San Diego city, county officials to pursue stricter penalties for fentanyl dealers

Todd Gloria speaks at a lectern.
San Diego Mayor Todd Gloria, shown delivering his State of the City address in January, said last week he would seek to prioritize the city’s response to the fentanyl crisis.
(Nelvin C. Cepeda / San Diego Union-Tribune)

San Diego Mayor Todd Gloria said he will issue an executive order this month that directs staff to prioritize the city’s response to the fentanyl crisis.

Fentanyl is a synthetic opioid that is 50 times more potent than heroin, federal officials say. The drug is cheap to manufacture, easy to mix with other drugs and incredibly addictive. It’s lethal in even small doses.

Last year, 812 people in San Diego County died after taking the drug. In the first six months of this year, another 825 people overdosed on fentanyl.


“We will not make or accept excuses for letting this crisis continue to grow out of control,” Gloria said at a news conference Thursday. “We are going to own this, and we’re going to make sure we’re tackling it at every level.”

As part of the executive order, Gloria said he plans to task San Diego’s government affairs department to pursue legislation that would enhance criminal sentences when fentanyl sales result in injury and death.

Dist. Atty. Summer Stephan said at the conference that the maximum sentence someone could face for selling fentanyl, even if that sale led to a fatal overdose, is three years.

Some county law enforcement agencies pursue fentanyl deaths like homicide investigations to enable longer sentences.

## Written exercise 1
Repeat the fentanyl article word for word, starting at "Todd Gloria speaks" and ending at "seek to prioritize the city’s response to the fentanyl crisis.".
## Written exercise 2
Rewrite the rows starting at the line that contains "task: segment every instance of the curved" and ending at the line that contains "M 27 62 L 25", both included, and give only those lines. Keep every line, requests included, but multiply each coordinate in the path data by 0.75 and round it to a whole number, with halves rounded up.
The fentanyl article and the rows that follow have nothing to do with each other.

## Task data
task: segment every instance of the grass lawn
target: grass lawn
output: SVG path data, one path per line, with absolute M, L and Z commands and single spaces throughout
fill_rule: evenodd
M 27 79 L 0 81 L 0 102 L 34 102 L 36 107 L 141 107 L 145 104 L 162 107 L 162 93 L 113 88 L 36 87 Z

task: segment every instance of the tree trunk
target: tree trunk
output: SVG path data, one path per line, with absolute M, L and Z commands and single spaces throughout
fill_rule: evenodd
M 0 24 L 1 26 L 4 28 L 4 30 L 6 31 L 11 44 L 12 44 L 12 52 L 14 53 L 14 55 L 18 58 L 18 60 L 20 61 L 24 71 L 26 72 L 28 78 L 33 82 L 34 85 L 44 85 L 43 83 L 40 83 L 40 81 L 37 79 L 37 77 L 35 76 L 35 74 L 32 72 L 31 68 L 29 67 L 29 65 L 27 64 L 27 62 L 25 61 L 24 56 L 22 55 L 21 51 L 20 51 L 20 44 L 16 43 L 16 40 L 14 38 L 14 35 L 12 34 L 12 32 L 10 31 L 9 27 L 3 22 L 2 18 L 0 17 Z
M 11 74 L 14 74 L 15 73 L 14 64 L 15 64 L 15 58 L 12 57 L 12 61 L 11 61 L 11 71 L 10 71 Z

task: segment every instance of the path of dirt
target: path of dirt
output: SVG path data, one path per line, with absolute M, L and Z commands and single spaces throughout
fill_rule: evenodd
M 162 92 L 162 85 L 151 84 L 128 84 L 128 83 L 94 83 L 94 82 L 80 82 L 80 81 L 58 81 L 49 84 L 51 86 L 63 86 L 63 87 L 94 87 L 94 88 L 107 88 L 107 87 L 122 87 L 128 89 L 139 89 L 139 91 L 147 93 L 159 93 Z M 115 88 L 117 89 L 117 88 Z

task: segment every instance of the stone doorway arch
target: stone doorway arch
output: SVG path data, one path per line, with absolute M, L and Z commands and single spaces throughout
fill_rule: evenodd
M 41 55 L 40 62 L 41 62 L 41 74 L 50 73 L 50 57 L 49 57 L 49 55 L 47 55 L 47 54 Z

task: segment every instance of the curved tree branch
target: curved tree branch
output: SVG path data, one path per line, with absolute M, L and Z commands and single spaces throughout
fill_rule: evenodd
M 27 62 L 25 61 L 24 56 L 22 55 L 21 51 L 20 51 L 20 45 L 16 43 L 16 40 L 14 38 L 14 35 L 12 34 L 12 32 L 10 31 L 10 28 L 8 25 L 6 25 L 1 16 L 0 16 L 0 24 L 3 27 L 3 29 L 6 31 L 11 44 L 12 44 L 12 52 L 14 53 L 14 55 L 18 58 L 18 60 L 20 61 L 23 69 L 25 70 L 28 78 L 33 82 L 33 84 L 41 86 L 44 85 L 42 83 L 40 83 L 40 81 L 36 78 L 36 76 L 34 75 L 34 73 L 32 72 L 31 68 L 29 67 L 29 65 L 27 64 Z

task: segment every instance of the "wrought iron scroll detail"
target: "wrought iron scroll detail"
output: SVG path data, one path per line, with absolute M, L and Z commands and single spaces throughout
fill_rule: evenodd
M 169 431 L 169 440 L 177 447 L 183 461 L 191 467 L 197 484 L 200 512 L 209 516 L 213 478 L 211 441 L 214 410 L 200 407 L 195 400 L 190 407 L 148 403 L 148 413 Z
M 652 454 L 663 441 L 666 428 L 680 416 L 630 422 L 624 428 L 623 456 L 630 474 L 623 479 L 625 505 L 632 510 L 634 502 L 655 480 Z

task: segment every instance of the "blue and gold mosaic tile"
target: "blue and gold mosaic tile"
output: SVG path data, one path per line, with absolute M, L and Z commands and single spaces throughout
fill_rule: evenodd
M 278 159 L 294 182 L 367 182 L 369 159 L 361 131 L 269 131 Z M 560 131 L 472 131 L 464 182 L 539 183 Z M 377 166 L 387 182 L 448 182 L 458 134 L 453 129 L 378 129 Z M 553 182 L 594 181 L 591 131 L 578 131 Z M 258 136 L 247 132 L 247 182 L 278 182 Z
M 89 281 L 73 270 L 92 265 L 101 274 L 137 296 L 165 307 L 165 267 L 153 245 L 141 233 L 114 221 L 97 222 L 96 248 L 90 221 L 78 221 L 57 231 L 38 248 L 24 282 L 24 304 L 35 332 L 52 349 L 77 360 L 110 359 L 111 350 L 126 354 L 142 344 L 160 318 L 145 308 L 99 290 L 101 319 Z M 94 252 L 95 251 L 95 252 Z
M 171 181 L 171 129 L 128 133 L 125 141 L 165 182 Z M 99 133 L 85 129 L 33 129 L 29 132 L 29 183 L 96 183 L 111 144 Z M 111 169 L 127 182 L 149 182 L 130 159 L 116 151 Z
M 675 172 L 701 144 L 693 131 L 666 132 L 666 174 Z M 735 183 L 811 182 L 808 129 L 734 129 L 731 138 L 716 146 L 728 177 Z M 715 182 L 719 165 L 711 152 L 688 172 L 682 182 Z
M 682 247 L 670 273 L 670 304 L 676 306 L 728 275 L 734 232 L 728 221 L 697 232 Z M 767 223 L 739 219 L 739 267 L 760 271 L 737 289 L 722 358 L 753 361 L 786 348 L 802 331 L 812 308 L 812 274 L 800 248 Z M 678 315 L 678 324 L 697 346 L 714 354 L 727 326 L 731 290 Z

## Correct output 1
Todd Gloria speaks at a lectern.
San Diego Mayor Todd Gloria, shown delivering his State of the City address in January, said last week he would seek to prioritize the city’s response to the fentanyl crisis.

## Correct output 2
task: segment every instance of the curved tree branch
target: curved tree branch
output: SVG path data, one path per line, with absolute M, L and Z commands and single spaces throughout
fill_rule: evenodd
M 20 47 L 19 46 L 18 42 L 17 41 L 16 38 L 15 38 L 15 34 L 12 32 L 12 30 L 11 29 L 11 26 L 9 26 L 9 24 L 8 23 L 8 21 L 6 19 L 5 19 L 1 12 L 0 12 L 0 18 L 2 20 L 2 22 L 5 23 L 8 33 L 9 33 L 9 39 L 11 40 L 11 41 L 14 44 L 14 45 L 15 46 L 17 52 L 19 53 L 21 59 L 25 62 L 25 63 L 31 65 L 33 64 L 32 62 L 30 62 L 30 61 L 27 59 L 27 57 L 26 56 L 26 55 L 24 54 L 23 51 L 22 50 L 22 49 L 20 48 Z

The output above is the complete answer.